**WRITTEN TASK:** Please extract every line in the rows below that contains the string "steel", copying each line in full.

#### PROVIDED INFORMATION ####

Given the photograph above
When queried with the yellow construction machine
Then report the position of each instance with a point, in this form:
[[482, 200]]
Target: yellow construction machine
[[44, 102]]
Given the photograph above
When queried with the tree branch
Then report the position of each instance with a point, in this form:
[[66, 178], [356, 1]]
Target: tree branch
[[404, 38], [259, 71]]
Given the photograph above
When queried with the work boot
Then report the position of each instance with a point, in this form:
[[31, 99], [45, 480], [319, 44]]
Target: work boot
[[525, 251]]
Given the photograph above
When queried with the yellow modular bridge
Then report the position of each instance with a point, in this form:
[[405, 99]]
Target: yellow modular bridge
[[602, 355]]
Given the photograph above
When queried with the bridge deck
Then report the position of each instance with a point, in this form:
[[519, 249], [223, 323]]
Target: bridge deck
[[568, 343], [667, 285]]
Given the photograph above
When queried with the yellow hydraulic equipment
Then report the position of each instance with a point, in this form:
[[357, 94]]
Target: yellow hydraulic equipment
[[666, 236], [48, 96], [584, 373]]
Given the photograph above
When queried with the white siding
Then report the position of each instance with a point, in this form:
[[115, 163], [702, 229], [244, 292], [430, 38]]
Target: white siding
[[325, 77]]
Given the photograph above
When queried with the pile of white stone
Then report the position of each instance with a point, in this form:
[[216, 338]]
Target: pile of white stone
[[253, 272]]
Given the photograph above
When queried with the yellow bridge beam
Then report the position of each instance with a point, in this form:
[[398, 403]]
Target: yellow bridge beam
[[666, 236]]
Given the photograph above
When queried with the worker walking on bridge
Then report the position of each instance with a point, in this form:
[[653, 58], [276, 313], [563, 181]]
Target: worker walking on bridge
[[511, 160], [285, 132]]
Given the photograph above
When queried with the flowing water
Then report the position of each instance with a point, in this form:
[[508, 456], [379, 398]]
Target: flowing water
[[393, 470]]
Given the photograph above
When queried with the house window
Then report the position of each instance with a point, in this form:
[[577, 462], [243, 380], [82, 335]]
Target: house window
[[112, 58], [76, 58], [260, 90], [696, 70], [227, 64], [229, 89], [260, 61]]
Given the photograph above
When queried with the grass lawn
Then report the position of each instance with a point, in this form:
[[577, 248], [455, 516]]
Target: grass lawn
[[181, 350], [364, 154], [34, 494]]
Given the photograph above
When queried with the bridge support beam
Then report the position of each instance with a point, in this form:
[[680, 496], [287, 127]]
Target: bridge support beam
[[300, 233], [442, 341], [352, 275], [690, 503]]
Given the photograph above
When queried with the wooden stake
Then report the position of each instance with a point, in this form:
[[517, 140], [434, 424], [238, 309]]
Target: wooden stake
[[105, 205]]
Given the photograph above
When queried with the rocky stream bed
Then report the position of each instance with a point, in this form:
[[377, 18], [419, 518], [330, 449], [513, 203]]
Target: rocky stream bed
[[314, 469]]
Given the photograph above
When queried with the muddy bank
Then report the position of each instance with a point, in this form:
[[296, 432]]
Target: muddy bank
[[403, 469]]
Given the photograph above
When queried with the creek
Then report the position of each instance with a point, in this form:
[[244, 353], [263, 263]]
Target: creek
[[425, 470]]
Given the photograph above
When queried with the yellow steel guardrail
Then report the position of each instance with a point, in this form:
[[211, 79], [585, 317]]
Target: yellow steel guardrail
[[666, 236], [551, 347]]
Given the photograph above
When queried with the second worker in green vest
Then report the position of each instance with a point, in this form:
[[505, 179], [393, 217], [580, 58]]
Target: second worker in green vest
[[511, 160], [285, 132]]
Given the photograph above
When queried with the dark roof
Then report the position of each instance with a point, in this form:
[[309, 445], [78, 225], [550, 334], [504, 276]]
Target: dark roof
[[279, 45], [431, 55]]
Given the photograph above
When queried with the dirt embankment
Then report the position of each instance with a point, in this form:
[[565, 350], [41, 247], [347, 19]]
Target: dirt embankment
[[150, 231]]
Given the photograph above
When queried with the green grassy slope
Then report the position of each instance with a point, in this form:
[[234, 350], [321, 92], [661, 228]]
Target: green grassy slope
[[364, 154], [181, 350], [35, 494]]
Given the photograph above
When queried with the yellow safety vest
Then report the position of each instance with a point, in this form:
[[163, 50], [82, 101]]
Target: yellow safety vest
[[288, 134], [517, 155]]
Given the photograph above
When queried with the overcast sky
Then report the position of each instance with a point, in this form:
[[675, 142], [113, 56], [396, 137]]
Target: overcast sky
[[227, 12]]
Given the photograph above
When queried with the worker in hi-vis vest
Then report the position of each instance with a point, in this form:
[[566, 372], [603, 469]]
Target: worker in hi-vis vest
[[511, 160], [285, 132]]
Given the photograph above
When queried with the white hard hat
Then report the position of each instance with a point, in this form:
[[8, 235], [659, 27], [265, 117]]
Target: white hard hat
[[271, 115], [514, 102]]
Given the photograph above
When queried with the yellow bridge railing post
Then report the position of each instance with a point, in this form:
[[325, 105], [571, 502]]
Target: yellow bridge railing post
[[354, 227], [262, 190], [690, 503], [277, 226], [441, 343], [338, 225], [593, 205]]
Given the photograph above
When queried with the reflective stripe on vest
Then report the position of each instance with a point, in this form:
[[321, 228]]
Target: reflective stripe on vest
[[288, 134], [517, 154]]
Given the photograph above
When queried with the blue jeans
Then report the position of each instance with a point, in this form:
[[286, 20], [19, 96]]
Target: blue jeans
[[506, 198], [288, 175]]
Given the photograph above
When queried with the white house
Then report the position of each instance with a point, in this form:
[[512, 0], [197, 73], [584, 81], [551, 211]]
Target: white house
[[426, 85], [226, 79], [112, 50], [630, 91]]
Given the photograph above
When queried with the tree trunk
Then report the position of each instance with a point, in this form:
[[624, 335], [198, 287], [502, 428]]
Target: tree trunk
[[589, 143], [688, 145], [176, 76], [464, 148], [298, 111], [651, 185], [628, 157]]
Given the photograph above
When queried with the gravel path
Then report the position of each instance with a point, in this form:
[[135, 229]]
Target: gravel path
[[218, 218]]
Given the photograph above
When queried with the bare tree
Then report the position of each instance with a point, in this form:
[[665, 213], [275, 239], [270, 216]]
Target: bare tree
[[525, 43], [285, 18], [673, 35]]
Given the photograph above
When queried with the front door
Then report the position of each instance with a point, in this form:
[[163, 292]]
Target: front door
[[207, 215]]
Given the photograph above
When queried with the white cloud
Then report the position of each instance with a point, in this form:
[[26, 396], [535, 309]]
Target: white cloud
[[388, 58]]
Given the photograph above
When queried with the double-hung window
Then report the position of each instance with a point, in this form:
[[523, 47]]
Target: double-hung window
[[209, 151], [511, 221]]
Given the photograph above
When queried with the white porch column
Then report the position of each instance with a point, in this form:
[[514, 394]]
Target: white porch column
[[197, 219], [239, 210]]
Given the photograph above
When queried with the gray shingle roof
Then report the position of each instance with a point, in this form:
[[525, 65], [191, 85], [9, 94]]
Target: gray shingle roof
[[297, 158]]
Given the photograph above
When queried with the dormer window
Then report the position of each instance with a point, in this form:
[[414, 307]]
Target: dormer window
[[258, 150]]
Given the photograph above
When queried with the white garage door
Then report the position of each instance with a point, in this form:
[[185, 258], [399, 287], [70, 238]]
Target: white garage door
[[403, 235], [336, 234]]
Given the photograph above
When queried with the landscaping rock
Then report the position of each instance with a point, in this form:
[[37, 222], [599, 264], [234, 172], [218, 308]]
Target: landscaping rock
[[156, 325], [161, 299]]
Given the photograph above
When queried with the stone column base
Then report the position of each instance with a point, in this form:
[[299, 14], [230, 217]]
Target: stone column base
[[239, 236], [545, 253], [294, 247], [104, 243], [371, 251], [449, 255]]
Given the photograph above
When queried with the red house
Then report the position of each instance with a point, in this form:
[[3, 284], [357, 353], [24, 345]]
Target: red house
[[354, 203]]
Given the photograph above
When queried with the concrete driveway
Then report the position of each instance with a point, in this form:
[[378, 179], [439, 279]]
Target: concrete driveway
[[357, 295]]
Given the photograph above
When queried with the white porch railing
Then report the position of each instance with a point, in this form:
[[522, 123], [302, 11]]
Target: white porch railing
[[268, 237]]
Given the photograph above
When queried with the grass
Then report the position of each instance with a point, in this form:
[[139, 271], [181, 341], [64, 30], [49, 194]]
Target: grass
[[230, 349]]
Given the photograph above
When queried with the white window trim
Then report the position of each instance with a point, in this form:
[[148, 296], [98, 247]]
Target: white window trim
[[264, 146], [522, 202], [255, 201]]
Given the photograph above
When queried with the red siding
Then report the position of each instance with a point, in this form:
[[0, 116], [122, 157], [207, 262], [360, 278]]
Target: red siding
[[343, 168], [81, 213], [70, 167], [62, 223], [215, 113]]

####

**SOLUTION FOR THIS PROBLEM:**
When queried with the yellow steel guardrail
Target: yellow steel guardrail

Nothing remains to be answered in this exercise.